**Aim of the exercise:** Reproduce the items below word for word, starting at the line that contains "Each instance of the red" and stopping after the last line of the items.

────────────────

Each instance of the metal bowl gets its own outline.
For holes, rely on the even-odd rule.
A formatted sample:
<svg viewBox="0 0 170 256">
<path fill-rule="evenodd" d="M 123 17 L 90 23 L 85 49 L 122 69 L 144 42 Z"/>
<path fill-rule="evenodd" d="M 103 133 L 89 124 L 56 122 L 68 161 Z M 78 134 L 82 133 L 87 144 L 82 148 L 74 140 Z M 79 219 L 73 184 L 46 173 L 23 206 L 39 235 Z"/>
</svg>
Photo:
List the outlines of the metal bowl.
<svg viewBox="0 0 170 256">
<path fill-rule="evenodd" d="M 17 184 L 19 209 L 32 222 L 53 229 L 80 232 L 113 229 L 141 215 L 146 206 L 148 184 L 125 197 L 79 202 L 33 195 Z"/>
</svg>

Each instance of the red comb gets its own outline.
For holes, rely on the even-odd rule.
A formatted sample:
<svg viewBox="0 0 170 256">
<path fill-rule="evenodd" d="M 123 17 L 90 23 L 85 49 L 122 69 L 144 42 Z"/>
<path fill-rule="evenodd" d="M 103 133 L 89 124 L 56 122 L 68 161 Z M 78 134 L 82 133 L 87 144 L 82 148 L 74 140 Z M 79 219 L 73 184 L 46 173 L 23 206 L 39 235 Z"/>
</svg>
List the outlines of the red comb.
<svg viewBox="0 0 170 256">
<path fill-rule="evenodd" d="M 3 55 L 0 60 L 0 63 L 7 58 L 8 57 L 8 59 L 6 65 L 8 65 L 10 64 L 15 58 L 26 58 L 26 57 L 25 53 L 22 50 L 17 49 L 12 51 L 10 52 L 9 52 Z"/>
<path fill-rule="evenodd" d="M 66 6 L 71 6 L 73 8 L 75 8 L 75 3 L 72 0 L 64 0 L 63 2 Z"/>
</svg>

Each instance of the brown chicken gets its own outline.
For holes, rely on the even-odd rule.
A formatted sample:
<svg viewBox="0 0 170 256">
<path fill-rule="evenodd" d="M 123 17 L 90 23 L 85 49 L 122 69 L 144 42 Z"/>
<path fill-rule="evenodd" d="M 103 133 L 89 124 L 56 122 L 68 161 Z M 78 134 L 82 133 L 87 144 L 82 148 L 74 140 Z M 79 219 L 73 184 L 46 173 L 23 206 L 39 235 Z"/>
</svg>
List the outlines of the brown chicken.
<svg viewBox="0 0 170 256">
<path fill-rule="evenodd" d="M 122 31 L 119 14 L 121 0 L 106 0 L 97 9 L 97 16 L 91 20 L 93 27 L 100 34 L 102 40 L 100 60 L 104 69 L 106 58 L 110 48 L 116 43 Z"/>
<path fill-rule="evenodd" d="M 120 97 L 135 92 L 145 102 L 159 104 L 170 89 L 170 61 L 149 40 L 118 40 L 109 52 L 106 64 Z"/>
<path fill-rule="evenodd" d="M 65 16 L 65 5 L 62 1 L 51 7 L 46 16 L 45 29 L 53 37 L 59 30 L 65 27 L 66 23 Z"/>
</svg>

────────────────

**Full solution:**
Each instance of the red comb gets its own outline.
For holes, rely on the even-odd rule.
A formatted sample:
<svg viewBox="0 0 170 256">
<path fill-rule="evenodd" d="M 123 17 L 90 23 L 85 49 L 122 69 L 144 42 Z"/>
<path fill-rule="evenodd" d="M 103 133 L 89 124 L 56 122 L 68 161 Z M 78 134 L 82 133 L 87 144 L 82 148 L 74 140 Z M 79 219 L 73 184 L 46 173 L 23 206 L 39 235 Z"/>
</svg>
List the outlines of the red comb.
<svg viewBox="0 0 170 256">
<path fill-rule="evenodd" d="M 3 55 L 0 60 L 0 63 L 7 58 L 8 57 L 8 59 L 6 65 L 8 65 L 10 64 L 15 58 L 26 58 L 26 57 L 25 53 L 22 50 L 17 49 L 12 51 L 10 52 L 9 52 Z"/>
<path fill-rule="evenodd" d="M 66 6 L 71 6 L 73 8 L 75 8 L 75 3 L 72 0 L 64 0 L 63 2 Z"/>
</svg>

Each instance of the brown chicken gets its own outline.
For holes, rely on the even-odd rule.
A formatted sample:
<svg viewBox="0 0 170 256">
<path fill-rule="evenodd" d="M 123 17 L 90 23 L 85 49 L 122 69 L 144 42 Z"/>
<path fill-rule="evenodd" d="M 103 133 L 89 124 L 56 122 L 68 161 Z M 78 134 L 82 133 L 87 144 L 82 148 L 74 140 Z M 79 219 L 73 184 L 46 173 L 23 206 L 39 235 Z"/>
</svg>
List the outlines of the brown chicken.
<svg viewBox="0 0 170 256">
<path fill-rule="evenodd" d="M 122 31 L 119 14 L 121 0 L 106 0 L 97 9 L 97 16 L 91 20 L 93 27 L 100 34 L 102 40 L 100 60 L 104 69 L 106 58 L 110 48 L 116 43 Z"/>
<path fill-rule="evenodd" d="M 120 97 L 135 92 L 145 102 L 159 104 L 170 89 L 170 61 L 149 40 L 118 40 L 109 52 L 106 64 Z"/>
<path fill-rule="evenodd" d="M 65 16 L 65 5 L 62 1 L 51 7 L 46 16 L 45 29 L 53 37 L 59 30 L 65 27 L 66 23 Z"/>
</svg>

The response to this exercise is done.